BEGIN GIVEN DATA

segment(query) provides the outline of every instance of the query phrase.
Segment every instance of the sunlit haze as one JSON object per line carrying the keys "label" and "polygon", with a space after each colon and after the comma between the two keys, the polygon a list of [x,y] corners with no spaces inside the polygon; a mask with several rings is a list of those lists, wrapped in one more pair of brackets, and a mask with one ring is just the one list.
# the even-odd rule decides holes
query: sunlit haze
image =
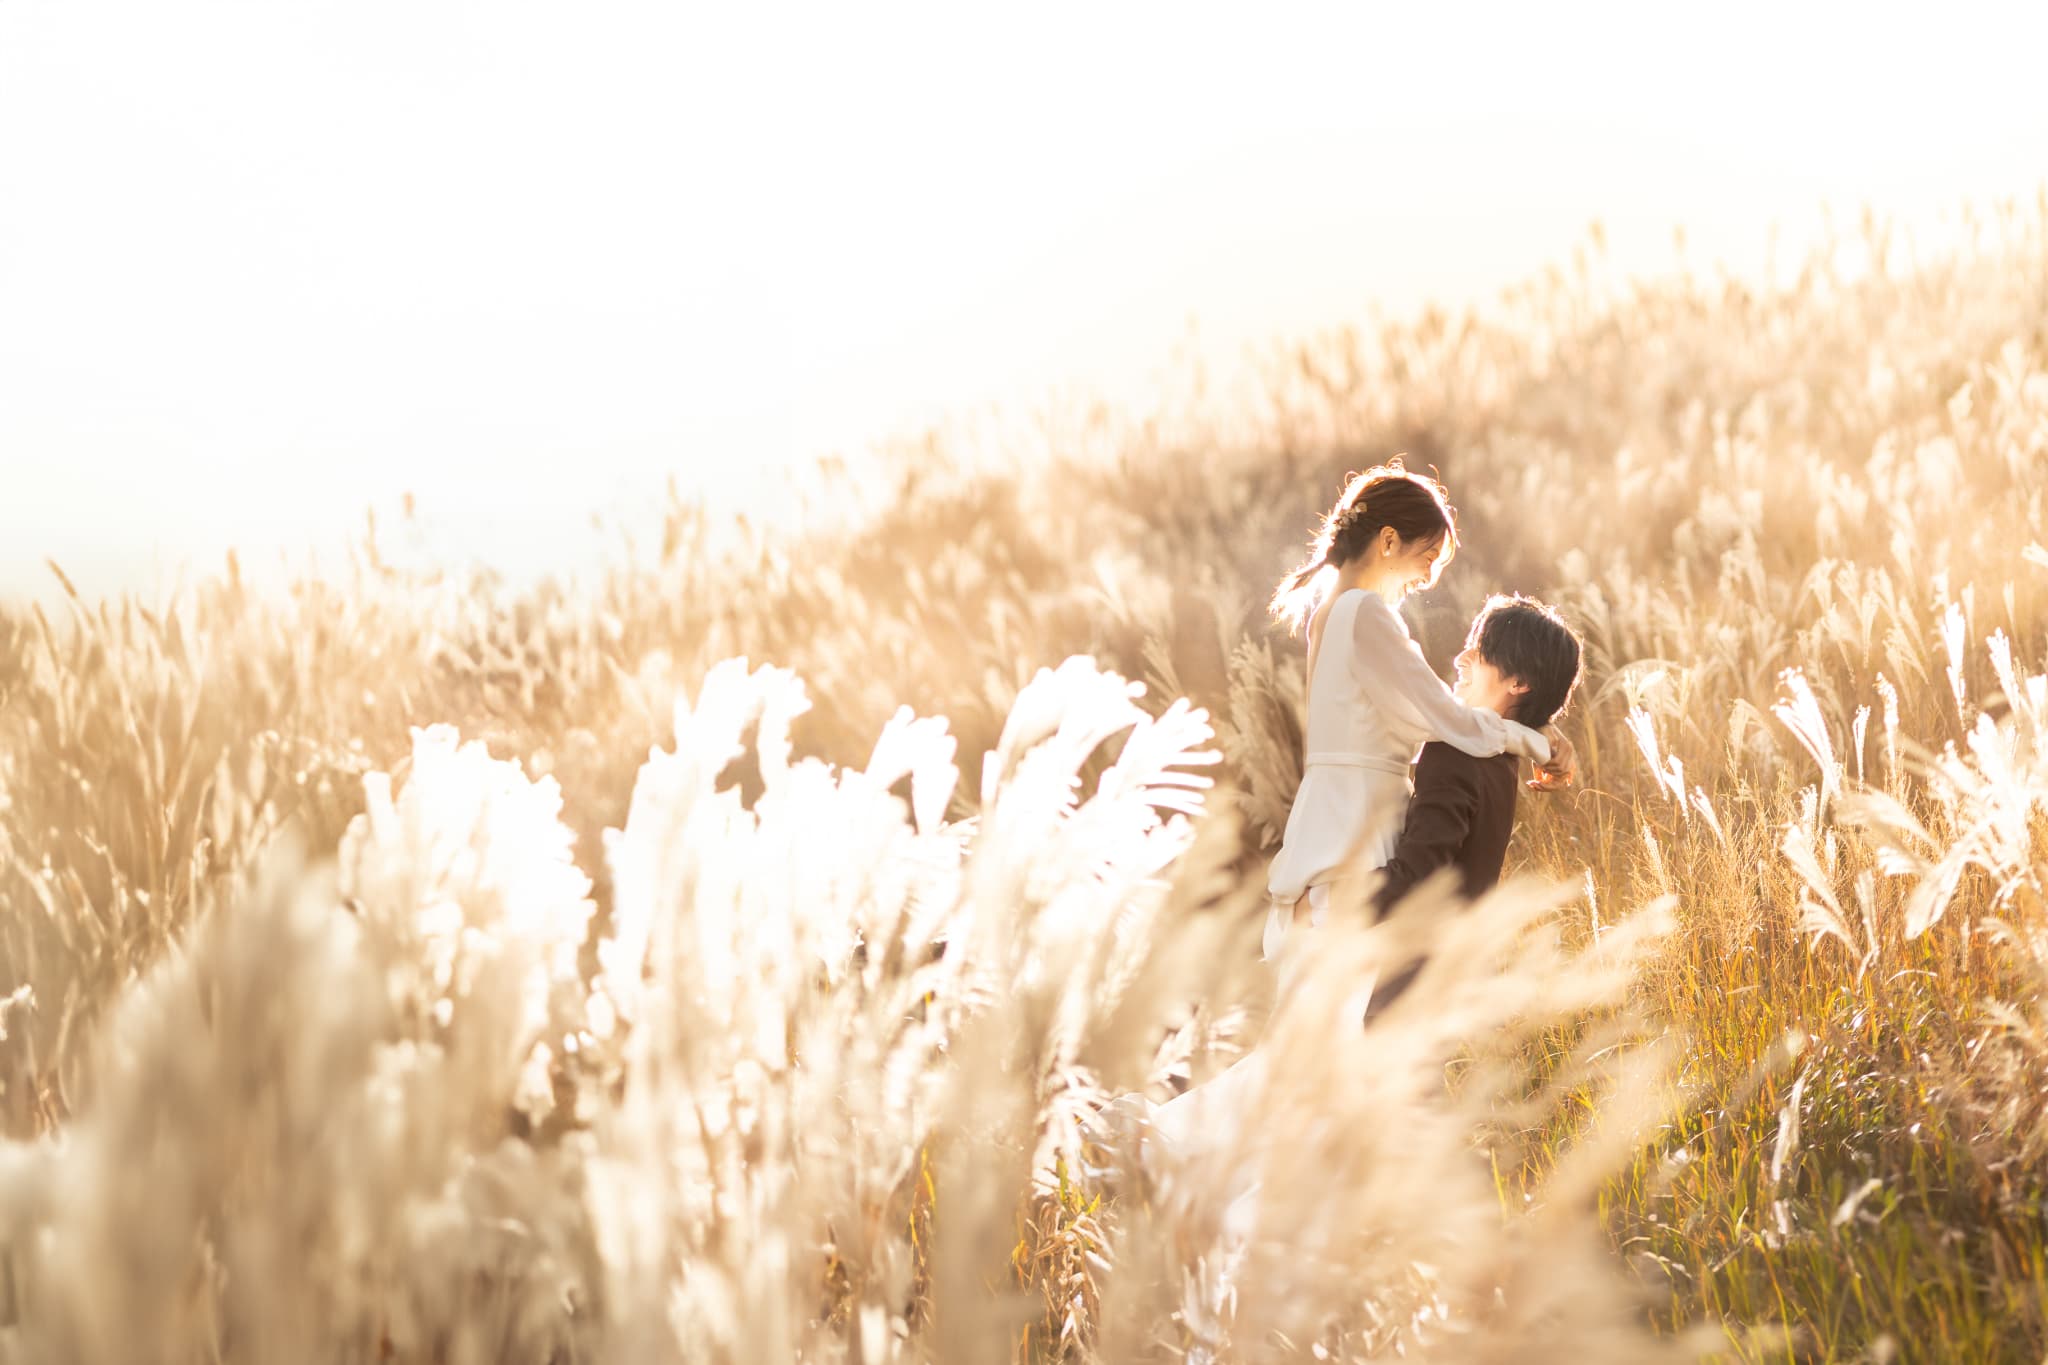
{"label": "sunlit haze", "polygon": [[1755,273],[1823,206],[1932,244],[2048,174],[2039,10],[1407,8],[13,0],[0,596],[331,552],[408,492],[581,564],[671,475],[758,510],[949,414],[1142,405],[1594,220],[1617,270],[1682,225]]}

END GIVEN DATA
BEGIN GIVEN DATA

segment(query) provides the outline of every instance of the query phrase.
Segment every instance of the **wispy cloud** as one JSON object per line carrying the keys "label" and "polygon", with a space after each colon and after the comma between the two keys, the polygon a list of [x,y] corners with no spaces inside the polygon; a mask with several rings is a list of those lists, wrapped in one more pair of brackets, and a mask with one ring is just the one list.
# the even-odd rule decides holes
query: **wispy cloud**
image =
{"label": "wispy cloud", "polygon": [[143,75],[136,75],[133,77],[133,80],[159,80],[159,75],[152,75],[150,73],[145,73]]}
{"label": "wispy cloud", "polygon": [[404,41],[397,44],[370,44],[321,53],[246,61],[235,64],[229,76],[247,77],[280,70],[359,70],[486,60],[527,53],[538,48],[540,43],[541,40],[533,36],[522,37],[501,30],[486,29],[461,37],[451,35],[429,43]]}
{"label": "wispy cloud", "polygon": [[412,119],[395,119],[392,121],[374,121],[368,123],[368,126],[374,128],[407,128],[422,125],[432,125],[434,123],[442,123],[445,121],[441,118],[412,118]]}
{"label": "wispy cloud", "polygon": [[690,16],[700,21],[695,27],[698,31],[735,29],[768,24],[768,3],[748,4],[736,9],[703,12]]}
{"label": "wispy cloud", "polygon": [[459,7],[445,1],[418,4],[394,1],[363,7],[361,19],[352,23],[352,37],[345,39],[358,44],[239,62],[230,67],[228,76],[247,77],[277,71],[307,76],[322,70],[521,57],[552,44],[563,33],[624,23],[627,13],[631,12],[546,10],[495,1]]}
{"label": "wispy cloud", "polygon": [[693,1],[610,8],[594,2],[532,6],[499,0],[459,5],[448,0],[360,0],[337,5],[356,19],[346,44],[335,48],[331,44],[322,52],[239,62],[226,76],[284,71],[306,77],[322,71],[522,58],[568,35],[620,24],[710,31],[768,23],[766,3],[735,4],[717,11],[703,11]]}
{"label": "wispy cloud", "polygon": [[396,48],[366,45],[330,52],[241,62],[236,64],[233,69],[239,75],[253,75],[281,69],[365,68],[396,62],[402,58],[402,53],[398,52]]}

END GIVEN DATA

◆ **THE PROBLEM**: Filter the data above by the word "query" and copy every line that matches.

◆ **SOLUTION TO THIS PROBLEM**:
segment(query) provides the outline of every instance of the query phrase.
query: sunlit haze
segment(query) provides the outline of every instance of the query phrase.
query: **wispy cloud**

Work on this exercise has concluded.